> [Stated goal]:
Pull out each line in the rows below that contains the string "like".

(Point labeling examples)
------------------------

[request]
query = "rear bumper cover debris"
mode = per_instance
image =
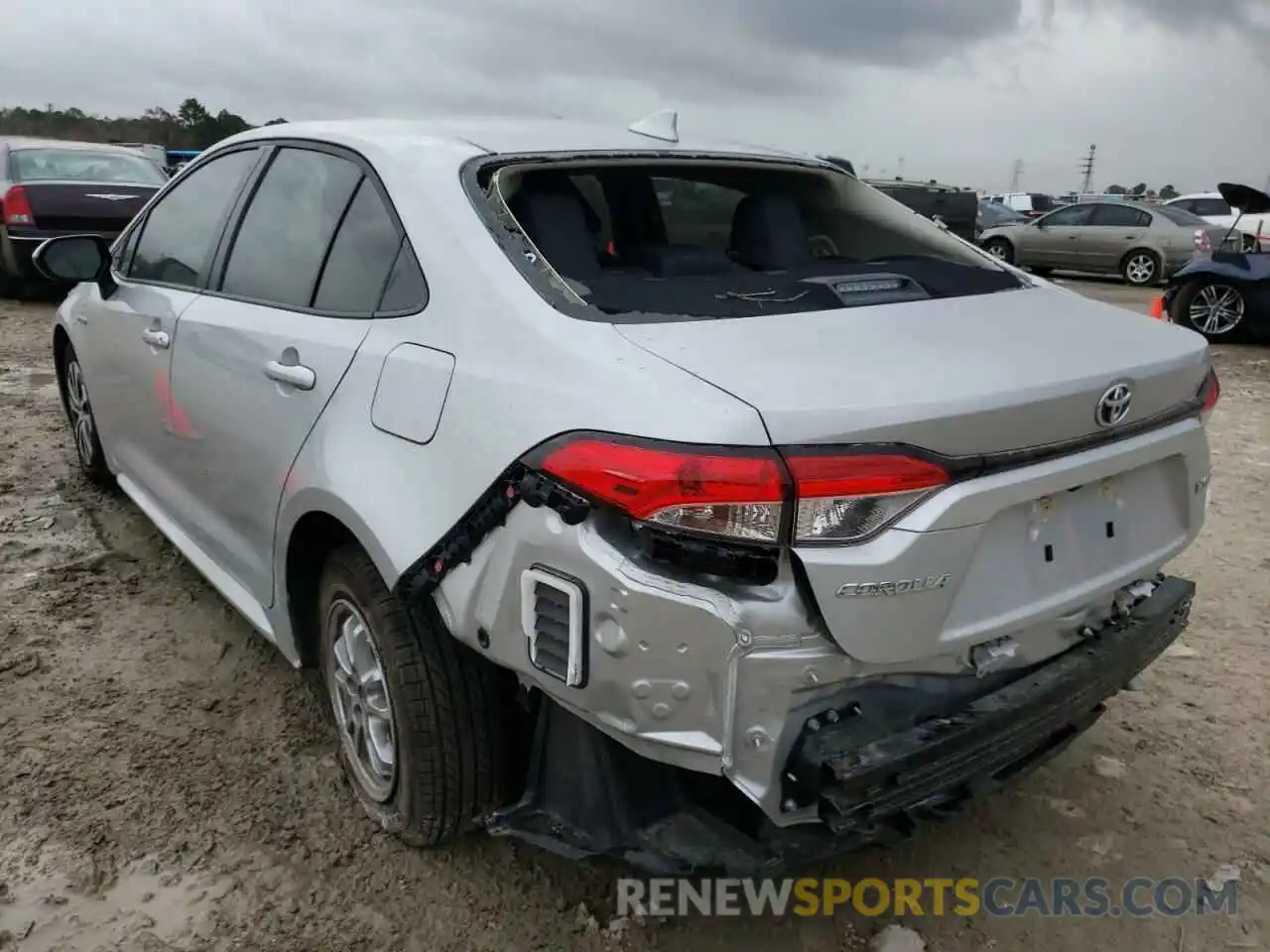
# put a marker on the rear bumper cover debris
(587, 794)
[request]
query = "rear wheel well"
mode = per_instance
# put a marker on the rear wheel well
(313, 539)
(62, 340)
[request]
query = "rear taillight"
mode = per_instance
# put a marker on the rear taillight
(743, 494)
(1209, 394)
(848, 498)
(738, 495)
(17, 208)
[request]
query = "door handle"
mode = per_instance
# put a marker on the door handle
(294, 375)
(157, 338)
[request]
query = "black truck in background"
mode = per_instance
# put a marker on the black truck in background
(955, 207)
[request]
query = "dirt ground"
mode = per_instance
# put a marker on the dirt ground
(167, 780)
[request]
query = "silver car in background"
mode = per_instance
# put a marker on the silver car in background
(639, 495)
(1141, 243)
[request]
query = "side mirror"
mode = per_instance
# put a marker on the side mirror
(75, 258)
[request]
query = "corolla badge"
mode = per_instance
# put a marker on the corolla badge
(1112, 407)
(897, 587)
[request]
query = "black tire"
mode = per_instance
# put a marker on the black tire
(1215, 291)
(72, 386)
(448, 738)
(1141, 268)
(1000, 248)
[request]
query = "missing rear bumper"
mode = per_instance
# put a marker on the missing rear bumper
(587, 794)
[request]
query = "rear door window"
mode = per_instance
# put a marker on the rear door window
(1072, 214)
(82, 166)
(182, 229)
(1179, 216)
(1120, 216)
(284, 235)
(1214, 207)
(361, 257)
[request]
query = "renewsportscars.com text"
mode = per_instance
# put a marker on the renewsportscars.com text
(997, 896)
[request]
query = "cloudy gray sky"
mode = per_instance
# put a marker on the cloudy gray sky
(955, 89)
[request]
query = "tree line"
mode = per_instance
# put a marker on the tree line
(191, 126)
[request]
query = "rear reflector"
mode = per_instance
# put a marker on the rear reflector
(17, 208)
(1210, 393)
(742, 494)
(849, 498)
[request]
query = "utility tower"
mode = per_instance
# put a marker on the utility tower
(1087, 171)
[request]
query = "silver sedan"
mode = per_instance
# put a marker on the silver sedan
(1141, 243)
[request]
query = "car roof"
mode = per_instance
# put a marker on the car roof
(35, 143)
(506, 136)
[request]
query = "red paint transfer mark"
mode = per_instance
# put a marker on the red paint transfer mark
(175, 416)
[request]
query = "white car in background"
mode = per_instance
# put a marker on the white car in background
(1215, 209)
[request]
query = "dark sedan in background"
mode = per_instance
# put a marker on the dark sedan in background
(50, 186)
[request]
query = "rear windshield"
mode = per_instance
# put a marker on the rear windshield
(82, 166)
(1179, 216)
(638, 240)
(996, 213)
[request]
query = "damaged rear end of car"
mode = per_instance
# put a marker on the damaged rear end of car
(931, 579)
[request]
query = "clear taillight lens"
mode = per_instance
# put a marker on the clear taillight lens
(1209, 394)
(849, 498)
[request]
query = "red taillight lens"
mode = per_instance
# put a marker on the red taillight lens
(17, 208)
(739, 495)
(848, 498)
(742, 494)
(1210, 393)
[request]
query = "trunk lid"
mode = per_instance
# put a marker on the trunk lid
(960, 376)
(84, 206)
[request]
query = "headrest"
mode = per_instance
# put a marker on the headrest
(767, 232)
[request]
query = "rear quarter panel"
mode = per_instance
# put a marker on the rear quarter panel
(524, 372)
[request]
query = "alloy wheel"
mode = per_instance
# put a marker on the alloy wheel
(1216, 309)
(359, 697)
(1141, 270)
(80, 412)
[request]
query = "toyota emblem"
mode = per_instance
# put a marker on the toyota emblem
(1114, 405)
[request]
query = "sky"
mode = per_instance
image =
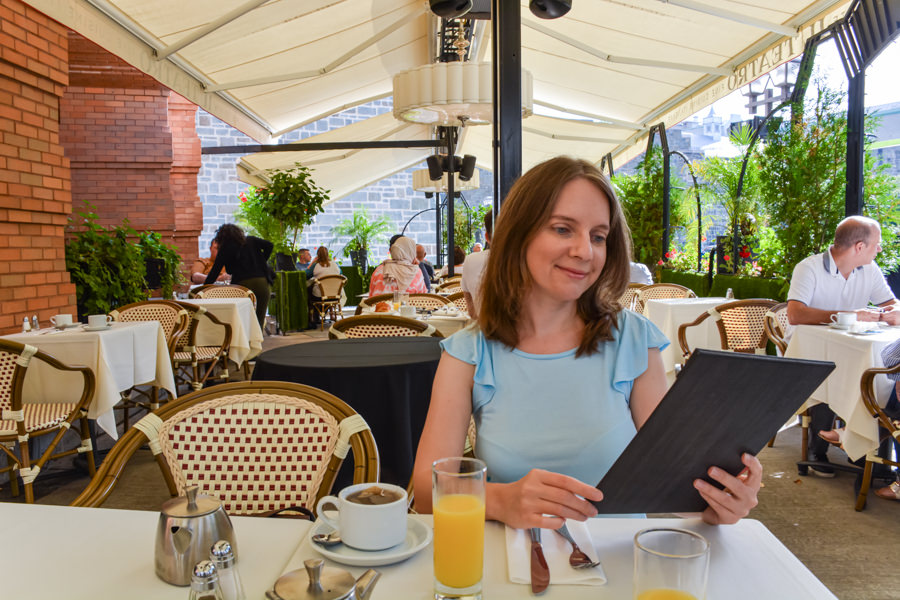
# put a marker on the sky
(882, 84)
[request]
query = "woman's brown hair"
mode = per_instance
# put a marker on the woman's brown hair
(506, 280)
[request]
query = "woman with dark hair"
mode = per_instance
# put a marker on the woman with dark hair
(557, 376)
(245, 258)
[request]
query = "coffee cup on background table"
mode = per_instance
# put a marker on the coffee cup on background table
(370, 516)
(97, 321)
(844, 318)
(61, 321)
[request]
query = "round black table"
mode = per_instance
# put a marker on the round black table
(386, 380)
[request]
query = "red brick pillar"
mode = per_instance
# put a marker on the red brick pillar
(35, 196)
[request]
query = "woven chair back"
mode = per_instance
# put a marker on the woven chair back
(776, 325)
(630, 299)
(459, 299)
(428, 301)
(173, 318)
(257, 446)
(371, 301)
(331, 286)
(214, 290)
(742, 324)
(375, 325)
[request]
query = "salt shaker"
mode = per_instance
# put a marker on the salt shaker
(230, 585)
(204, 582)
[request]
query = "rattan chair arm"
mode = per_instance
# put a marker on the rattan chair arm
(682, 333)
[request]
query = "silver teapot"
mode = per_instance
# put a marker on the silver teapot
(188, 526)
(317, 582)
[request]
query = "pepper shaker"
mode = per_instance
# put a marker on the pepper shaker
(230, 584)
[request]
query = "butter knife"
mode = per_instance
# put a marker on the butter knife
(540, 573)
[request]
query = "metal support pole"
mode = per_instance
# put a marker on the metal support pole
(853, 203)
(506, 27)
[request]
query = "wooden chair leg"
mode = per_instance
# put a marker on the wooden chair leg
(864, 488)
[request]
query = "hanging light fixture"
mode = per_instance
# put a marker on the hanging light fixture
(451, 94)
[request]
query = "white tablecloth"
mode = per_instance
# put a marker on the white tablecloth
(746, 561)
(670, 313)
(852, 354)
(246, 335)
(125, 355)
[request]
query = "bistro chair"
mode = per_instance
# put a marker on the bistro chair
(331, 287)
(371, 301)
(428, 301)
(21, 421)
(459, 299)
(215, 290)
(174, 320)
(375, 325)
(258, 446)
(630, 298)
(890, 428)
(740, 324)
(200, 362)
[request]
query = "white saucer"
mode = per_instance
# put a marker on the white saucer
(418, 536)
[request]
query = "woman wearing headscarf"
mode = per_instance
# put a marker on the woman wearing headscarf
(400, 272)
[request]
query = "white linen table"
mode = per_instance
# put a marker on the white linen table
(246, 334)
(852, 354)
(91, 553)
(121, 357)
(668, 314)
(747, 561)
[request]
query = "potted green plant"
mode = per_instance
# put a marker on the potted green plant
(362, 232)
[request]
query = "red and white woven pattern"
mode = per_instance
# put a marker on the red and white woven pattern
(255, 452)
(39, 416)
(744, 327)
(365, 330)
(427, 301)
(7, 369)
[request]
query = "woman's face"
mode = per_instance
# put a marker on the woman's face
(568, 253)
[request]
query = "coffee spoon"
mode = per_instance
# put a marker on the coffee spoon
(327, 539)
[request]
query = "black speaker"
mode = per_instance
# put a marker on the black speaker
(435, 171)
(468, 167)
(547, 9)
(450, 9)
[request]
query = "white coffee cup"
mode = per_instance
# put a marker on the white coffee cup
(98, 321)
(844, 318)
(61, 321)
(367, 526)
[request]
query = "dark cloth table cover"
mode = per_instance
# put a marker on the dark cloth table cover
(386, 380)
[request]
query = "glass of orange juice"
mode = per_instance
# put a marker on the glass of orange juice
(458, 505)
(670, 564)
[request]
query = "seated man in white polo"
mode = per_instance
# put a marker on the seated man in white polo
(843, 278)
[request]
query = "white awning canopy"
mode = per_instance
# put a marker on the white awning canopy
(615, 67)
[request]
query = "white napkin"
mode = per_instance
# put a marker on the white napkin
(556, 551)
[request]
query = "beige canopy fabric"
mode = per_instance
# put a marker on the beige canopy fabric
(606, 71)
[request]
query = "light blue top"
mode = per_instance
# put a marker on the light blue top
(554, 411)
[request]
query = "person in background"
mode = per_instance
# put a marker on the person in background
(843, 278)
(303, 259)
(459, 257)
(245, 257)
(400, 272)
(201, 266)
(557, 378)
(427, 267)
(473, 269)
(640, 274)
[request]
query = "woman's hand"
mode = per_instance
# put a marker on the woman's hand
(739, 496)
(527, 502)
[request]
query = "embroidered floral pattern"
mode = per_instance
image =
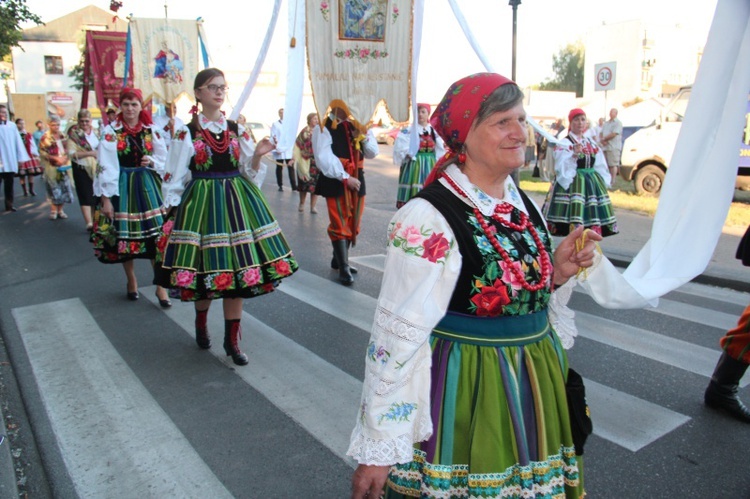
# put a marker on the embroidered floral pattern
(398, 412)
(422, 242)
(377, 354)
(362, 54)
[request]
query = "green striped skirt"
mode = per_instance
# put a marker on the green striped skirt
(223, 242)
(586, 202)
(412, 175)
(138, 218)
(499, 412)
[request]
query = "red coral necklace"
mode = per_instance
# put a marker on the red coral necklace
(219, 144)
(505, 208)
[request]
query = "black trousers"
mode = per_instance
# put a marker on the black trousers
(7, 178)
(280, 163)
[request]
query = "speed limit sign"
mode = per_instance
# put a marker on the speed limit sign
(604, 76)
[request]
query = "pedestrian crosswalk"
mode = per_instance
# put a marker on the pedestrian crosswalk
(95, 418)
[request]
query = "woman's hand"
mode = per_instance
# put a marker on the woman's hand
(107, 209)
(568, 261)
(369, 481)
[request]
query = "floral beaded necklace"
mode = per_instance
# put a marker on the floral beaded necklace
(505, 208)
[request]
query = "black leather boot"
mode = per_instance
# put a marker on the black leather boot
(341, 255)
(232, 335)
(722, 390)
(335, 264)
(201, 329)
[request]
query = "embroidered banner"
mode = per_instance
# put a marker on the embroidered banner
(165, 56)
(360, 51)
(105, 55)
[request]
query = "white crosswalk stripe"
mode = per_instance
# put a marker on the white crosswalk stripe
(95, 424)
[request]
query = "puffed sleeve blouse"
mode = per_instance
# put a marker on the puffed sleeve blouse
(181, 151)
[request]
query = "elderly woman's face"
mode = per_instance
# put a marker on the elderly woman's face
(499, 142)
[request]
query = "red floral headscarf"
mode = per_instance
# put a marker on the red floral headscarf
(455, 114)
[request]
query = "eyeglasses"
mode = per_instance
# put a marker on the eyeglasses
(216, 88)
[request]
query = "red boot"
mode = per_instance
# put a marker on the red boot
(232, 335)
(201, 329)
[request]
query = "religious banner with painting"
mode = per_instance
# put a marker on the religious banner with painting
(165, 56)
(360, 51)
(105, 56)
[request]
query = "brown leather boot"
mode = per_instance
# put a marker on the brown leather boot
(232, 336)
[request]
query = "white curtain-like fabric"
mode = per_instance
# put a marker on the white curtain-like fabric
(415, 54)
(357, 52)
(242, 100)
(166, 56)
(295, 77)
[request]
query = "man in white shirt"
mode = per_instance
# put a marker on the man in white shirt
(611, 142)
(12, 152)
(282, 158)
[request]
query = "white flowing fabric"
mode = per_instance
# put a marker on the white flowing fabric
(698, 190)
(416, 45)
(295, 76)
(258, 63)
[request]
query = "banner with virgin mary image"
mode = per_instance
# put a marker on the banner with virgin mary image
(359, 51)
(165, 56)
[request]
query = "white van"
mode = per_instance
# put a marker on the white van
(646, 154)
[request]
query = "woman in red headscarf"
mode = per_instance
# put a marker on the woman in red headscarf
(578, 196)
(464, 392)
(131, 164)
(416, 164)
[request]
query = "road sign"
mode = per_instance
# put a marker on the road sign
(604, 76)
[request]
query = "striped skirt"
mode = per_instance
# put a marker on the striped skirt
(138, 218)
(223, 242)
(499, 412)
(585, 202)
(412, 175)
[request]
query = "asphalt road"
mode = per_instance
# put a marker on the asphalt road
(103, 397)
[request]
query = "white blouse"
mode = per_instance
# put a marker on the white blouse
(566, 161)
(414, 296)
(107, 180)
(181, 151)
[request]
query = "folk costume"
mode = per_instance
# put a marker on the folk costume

------------------------

> [Solution for this problem]:
query = "white curtain-like fabric"
# put a marker on the white curtain-like fabric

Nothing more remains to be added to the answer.